[Excerpts of pointing data]
— Start —

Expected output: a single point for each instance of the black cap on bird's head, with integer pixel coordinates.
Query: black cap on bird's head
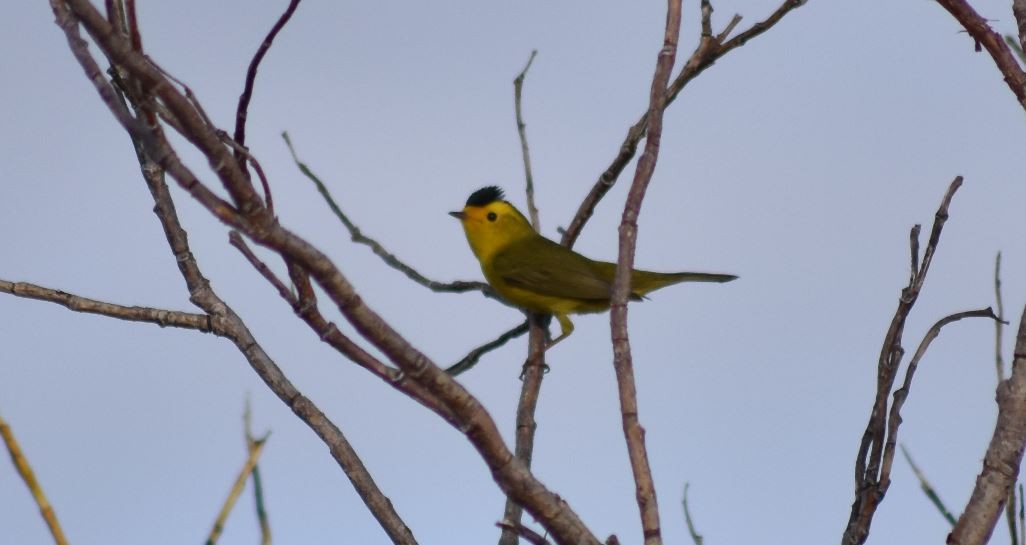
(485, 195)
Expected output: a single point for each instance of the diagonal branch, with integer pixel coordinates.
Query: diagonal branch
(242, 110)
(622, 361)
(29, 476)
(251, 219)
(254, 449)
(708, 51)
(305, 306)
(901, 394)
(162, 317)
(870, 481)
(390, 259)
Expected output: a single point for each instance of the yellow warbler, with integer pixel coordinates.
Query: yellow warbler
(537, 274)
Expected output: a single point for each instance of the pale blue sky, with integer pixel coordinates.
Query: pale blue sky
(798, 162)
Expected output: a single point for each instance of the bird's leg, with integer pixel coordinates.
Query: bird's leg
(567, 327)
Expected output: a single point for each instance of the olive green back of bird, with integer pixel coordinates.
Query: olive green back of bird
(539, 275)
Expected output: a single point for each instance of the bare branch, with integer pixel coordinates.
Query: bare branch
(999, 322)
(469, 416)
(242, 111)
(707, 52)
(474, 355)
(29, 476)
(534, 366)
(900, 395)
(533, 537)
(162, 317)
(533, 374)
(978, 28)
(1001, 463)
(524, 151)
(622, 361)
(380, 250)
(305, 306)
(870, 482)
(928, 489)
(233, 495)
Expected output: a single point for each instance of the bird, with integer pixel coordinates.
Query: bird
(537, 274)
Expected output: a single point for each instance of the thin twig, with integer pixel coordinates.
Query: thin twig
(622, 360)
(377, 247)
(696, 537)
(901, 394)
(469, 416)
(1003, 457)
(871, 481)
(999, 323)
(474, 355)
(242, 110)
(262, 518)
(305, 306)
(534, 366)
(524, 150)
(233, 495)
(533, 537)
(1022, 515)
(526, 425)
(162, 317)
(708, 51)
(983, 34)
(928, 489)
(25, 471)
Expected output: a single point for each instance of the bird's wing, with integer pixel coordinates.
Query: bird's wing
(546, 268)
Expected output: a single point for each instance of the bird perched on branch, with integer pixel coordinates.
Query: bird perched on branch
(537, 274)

— End —

» **PROBLEM TO WORK ON**
Swap "thin twig" for "slender twig" in the items that run from the line containing "the bird, with integer pixel coordinates." through the end of the items, both ends included, and leave everything else unchanged. Return only those lines.

» **RIGHT ANSWER**
Expected output: a single point for each instance of the bird, with integer pixel coordinates.
Query: bird
(537, 274)
Expected output: a single point for each instance of the slender twig, with integer pixel coordinates.
Query: slender twig
(622, 360)
(377, 247)
(696, 537)
(901, 394)
(469, 416)
(1003, 457)
(871, 481)
(999, 323)
(474, 355)
(242, 110)
(262, 518)
(305, 306)
(534, 366)
(524, 150)
(233, 495)
(533, 537)
(1022, 515)
(526, 425)
(162, 317)
(708, 51)
(983, 34)
(928, 489)
(25, 471)
Expected output: a single point for each instance of the bird's wing, with integer pixel coordinates.
Query: bird's wing
(546, 268)
Expected output: a single point for each instance of the bird perched on branch, with integer pixel coordinates.
Query: bird perched on branch
(537, 274)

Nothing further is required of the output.